EXTRACTED MATERIAL.
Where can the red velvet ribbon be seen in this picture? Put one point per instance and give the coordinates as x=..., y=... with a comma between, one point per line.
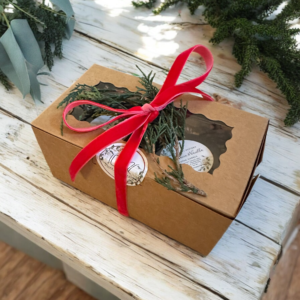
x=136, y=122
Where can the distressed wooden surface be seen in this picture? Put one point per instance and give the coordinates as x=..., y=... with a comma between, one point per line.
x=23, y=278
x=126, y=257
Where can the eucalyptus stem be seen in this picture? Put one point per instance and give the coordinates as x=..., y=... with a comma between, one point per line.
x=6, y=20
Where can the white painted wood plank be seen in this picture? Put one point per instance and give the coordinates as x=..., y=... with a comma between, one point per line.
x=237, y=268
x=159, y=39
x=270, y=210
x=282, y=158
x=129, y=269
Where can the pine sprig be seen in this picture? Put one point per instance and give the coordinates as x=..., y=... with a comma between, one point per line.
x=47, y=25
x=260, y=38
x=165, y=131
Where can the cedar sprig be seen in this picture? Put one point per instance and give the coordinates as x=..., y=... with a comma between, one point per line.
x=165, y=131
x=260, y=38
x=47, y=25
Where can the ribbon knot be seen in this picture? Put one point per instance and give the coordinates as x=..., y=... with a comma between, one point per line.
x=136, y=122
x=148, y=108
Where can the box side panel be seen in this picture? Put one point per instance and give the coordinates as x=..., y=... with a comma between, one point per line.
x=168, y=212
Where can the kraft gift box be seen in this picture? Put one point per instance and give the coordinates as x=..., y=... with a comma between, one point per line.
x=195, y=221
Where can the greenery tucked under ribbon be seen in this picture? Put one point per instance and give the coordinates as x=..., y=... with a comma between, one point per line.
x=165, y=131
x=262, y=35
x=28, y=29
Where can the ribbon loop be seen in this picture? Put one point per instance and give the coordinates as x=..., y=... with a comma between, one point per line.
x=137, y=120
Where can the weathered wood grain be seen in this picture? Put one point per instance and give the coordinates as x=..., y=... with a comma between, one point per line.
x=74, y=226
x=21, y=154
x=159, y=39
x=281, y=161
x=82, y=241
x=31, y=279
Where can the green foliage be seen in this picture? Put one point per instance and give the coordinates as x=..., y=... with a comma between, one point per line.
x=164, y=131
x=260, y=38
x=47, y=25
x=121, y=98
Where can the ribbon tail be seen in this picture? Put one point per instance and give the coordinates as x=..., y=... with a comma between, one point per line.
x=105, y=139
x=121, y=167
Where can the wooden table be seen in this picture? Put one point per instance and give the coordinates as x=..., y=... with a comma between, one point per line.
x=125, y=257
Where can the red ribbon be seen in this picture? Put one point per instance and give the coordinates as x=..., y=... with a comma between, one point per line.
x=137, y=120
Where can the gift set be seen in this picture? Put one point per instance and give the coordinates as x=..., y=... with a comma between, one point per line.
x=179, y=163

GOAL OF THE EXERCISE. Transcribe each line above exactly, pictures excluded.

RESULT OF THE EXERCISE.
Where can the red velvet ribbon be seen in this picture? Put one point per instance and give the coordinates as x=..., y=... with a comma between, one point per line.
x=136, y=122
Where can the distressed wooden surface be seen in this picture? Put one point per instance and give the coordinates as x=..., y=... with a comma between, one point per line.
x=23, y=278
x=126, y=257
Where can the eucalyptus stem be seen in this picture? Put one point per instance and give the coordinates as x=..., y=... with a comma between, one point per line.
x=6, y=20
Where can the white painted wood plank be seen in this picture? Put one point per instance and give the coordinates as x=..., y=... with a comma between, one point per line.
x=237, y=268
x=159, y=39
x=270, y=210
x=282, y=158
x=129, y=269
Where can the pine sprig be seen in this picture? Put one point per instance and give the coordinates as x=..., y=... with a comma between, one point per line.
x=47, y=25
x=260, y=38
x=165, y=131
Where can the cedar sprig be seen in this picture? Put one point per instance and give the coordinates as x=..., y=... with a comma between, one point per line.
x=165, y=131
x=260, y=38
x=47, y=25
Where can the ribbon knot be seen in this picture? Put one point per instance and give the coordinates as x=..., y=... with a comma between, one point per line.
x=136, y=122
x=148, y=108
Where can the box side panel be seen in this picture? Put one point per instance and give the coordinates as x=..., y=... with a comma between, one point per line.
x=168, y=212
Where can the kraft gift box be seen in this picture? Put one point per instance and give the coordinates as x=..., y=... with a comma between, one point per line.
x=195, y=221
Where can the greenery tucked under ribbon be seen in this picture? Put one point per instance and give the coordinates as x=..., y=... with a comma between, one point per line.
x=165, y=131
x=262, y=35
x=28, y=29
Where can the ribbon loop be seen in this picture? Put one point per instance and give the coordinates as x=..., y=... with a comma between, one point per line.
x=137, y=120
Where can the weathered wood grain be seen in this picture? Put one point per instance and give the coordinates as x=..., y=... with a comma between, one point per line.
x=74, y=226
x=21, y=154
x=159, y=39
x=281, y=161
x=82, y=241
x=31, y=279
Where can the green foliage be seen in this picture? Put one point per instance and give the coordinates as x=..., y=... with a comma between, one point per line.
x=164, y=131
x=260, y=38
x=47, y=25
x=121, y=98
Where can the ribbon tail be seen in this picture? Put one point per instance and give the coordinates as x=..., y=... with a comma between, one point per line.
x=105, y=139
x=121, y=167
Where can the wooden table be seen in this picture? Put one point per instance and give the coordinates as x=..., y=... with a comma between, one point per line.
x=125, y=257
Where can the red ribbon be seen in this picture? Put one point per instance and give the coordinates as x=..., y=... with a comma between, one point per line.
x=137, y=120
Where can the gift set be seen in this picture? Put one point per instance and give the coordinates as x=..., y=... with a comma between, one point per line.
x=179, y=163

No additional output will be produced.